= Data rows =
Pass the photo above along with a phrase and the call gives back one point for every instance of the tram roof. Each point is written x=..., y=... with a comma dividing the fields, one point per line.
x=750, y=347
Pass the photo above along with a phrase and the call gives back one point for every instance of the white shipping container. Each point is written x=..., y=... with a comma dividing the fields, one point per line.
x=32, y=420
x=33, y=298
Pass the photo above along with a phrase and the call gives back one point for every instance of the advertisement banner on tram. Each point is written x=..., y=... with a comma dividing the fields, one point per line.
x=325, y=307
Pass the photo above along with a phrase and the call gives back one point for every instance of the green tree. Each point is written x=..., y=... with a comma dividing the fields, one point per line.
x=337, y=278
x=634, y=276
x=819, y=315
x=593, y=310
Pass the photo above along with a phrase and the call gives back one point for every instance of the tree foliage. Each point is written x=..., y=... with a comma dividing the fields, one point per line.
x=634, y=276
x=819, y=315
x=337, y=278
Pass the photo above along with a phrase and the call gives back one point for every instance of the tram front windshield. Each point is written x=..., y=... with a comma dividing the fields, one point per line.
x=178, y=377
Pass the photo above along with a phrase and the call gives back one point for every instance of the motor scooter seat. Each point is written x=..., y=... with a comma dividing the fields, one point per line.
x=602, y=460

= Exercise =
Copy out the full set of records precisely, leaving nothing out.

= The solution =
Pass the photo above along with a phrase and the call gives back one point for every instance of the tram roof. Each point is written x=..., y=... with a comma dividing the fields, one point per line.
x=750, y=347
Pass the photo above along with a phrase and the call gives back one point for every instance of the white shipping container. Each point is written x=..., y=... with a comma dividing the fields, one point per line.
x=32, y=420
x=33, y=298
Pass the photo above along with a phrase and the call gives back one point for every instance of the advertisement banner on tram. Each point is written x=..., y=... with a comma dividing the fields, one point per line.
x=325, y=307
Pass the photo above along with a phrase and the call gives back one point for every instance of the green tree. Each point is written x=..., y=... with a comma dividing the fields, one point per line.
x=337, y=278
x=634, y=276
x=819, y=315
x=593, y=310
Pass the photo above along with a phrase and the call gives back one point for every instance of the tree foliage. Each point is written x=..., y=... with a comma dividing the fields, one point per line.
x=634, y=276
x=819, y=315
x=337, y=278
Pass the photo above along with a phrase and the call gives back one point for every instance of the tram front windshield. Each point is written x=..., y=... with a comma dividing the fields, one point per line.
x=178, y=377
Pass the photo above along with a phrase and the call gives back one point for every instance of the motor scooter seat. Each point is written x=..., y=... with a comma dividing the fields, one point per line.
x=602, y=460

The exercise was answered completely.